[QUOTED PASSAGE — start]

Prenatal diagnosis of echogenic lung: evolution and outcome

S Illanes, A Hunter, M Evans, E Cusick, P Soothill
Ultrasound in Obstetrics & Gynecology 2005, 26 (2): 145-9

OBJECTIVES: Despite the feasibility of detecting lung lesions by antenatal ultrasound, there are problems in correlating the prenatal diagnosis with the final histology and in predicting the outcome. In order to better describe these factors, we reviewed the outcome of fetuses that had been diagnosed with echogenic lung in a referral fetal medicine unit.

METHODS: We searched the database of a tertiary fetal medicine unit for all cases of fetal echogenic lung seen since 1994 and studied the maternal and neonatal records found.

[QUOTED PASSAGE — finish]

Copy out the entire abstract on prenatal diagnosis of echogenic lung, word for word.

[GIVEN INFORMATION — start]

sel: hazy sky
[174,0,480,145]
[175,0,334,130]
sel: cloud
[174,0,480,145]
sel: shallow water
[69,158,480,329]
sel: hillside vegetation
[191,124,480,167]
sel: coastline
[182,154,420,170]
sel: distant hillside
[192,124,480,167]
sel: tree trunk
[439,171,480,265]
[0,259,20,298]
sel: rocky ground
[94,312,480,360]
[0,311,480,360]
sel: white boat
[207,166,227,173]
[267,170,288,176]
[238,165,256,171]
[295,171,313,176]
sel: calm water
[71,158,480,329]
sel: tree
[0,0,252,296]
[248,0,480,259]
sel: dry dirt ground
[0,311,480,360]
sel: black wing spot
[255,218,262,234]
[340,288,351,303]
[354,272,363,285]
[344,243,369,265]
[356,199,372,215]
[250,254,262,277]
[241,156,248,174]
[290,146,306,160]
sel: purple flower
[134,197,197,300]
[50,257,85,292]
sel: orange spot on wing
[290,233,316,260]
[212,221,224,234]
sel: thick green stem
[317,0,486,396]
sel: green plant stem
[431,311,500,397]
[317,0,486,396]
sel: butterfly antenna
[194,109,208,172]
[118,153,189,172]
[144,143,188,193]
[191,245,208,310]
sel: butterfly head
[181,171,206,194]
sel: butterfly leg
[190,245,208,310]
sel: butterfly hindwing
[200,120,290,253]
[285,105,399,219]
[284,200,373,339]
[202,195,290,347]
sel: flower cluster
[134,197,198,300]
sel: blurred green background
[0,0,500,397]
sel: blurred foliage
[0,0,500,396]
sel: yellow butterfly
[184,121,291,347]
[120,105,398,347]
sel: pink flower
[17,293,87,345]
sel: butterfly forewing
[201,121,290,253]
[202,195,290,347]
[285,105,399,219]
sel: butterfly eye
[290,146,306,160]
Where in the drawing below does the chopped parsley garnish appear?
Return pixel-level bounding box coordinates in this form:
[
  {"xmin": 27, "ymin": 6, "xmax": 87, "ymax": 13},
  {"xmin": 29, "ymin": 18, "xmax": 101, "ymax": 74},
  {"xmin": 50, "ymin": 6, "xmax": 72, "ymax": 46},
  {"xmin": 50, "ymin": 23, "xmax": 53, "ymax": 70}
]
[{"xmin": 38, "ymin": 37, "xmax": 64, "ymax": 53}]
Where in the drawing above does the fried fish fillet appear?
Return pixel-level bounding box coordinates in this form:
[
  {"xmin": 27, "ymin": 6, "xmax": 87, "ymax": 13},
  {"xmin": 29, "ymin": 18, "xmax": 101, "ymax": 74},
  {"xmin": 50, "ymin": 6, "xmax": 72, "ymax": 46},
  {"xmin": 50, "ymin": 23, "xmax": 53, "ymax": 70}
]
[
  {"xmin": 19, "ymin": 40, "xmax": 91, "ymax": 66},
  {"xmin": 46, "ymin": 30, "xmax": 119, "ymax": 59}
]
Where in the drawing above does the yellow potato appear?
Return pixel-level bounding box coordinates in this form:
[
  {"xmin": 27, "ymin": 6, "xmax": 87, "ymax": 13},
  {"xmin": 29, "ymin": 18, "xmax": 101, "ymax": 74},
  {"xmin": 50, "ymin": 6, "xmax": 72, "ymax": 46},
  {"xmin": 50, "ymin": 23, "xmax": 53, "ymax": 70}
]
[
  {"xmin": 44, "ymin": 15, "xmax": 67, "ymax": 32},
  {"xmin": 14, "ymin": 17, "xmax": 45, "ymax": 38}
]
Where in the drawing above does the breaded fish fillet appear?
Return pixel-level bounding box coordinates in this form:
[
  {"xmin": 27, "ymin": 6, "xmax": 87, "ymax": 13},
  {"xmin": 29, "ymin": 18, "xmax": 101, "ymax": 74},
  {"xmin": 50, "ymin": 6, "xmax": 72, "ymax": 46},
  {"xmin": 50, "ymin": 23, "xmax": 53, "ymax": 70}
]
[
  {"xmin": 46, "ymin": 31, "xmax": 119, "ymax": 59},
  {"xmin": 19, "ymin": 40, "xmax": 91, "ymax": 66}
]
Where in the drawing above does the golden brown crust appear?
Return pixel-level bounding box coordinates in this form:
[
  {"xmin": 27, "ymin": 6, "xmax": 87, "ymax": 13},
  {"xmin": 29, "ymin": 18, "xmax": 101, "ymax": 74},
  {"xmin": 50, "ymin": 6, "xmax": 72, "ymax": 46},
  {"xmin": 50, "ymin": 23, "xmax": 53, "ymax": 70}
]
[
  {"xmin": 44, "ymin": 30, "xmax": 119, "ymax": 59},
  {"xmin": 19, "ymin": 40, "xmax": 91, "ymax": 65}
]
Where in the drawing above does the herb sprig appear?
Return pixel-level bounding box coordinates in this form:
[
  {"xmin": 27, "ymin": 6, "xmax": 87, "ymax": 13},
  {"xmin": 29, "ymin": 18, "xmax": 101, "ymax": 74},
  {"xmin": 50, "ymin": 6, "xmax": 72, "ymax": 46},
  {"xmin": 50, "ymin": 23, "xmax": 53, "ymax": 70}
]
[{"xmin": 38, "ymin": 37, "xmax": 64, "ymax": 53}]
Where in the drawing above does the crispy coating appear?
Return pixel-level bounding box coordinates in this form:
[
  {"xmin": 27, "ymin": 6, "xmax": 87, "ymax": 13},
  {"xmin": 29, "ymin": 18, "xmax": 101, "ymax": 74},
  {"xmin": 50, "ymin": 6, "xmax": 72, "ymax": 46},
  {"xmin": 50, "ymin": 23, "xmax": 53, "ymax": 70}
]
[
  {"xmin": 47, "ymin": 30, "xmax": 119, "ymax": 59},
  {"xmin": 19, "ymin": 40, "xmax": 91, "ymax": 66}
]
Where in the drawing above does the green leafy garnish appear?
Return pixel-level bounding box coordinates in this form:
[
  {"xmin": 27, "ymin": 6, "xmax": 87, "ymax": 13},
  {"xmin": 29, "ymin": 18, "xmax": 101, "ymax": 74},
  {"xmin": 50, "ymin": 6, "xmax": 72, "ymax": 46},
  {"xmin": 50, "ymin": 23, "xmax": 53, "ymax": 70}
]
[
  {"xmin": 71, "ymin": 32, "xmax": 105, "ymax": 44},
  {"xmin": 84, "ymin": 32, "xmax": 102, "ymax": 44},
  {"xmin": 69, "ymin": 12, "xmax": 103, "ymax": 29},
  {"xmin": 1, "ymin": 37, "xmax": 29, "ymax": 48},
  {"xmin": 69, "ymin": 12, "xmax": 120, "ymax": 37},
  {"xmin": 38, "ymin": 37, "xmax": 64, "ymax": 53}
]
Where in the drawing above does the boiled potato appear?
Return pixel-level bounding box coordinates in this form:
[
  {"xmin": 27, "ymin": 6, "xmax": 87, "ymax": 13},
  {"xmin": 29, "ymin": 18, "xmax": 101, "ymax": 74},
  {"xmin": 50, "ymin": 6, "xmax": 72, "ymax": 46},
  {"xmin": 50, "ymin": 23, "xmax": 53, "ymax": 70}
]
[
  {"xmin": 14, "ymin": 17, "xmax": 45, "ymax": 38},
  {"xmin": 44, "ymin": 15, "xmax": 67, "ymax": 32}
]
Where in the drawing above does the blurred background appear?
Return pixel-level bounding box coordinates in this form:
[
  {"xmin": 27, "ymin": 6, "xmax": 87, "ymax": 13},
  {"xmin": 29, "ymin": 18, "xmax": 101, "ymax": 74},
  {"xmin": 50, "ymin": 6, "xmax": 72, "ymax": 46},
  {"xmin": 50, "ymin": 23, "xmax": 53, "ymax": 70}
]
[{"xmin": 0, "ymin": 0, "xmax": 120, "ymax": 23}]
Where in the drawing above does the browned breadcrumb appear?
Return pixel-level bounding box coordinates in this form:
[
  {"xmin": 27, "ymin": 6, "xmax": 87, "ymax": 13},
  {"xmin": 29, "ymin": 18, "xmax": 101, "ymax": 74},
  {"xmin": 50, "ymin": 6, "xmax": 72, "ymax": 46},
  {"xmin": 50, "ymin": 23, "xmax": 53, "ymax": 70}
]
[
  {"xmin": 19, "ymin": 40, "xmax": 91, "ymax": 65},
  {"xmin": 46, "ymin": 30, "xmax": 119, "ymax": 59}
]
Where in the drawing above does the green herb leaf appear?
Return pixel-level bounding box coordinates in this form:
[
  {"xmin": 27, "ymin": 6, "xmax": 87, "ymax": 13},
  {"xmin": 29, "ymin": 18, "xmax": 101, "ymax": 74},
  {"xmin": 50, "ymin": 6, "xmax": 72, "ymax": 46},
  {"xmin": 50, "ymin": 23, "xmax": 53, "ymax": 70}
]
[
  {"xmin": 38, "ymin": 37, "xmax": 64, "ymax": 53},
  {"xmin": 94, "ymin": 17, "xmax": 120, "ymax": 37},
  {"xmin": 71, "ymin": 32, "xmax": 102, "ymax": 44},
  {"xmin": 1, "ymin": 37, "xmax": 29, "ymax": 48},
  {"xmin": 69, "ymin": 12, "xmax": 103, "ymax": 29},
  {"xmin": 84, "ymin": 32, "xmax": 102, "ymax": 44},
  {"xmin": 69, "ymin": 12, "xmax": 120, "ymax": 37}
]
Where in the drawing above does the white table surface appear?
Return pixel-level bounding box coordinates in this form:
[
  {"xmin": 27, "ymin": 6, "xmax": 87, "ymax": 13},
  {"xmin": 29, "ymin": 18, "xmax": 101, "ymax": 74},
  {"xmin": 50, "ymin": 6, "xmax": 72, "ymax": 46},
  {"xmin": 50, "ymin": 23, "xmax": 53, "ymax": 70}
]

[GIVEN INFORMATION — finish]

RESPONSE BELOW:
Prenatal diagnosis of echogenic lung: evolution and outcome

S Illanes, A Hunter, M Evans, E Cusick, P Soothill
Ultrasound in Obstetrics & Gynecology 2005, 26 (2): 145-9

OBJECTIVES: Despite the feasibility of detecting lung lesions by antenatal ultrasound, there are problems in correlating the prenatal diagnosis with the final histology and in predicting the outcome. In order to better describe these factors, we reviewed the outcome of fetuses that had been diagnosed with echogenic lung in a referral fetal medicine unit.

METHODS: We searched the database of a tertiary fetal medicine unit for all cases of fetal echogenic lung seen since 1994 and studied the maternal and neonatal records found.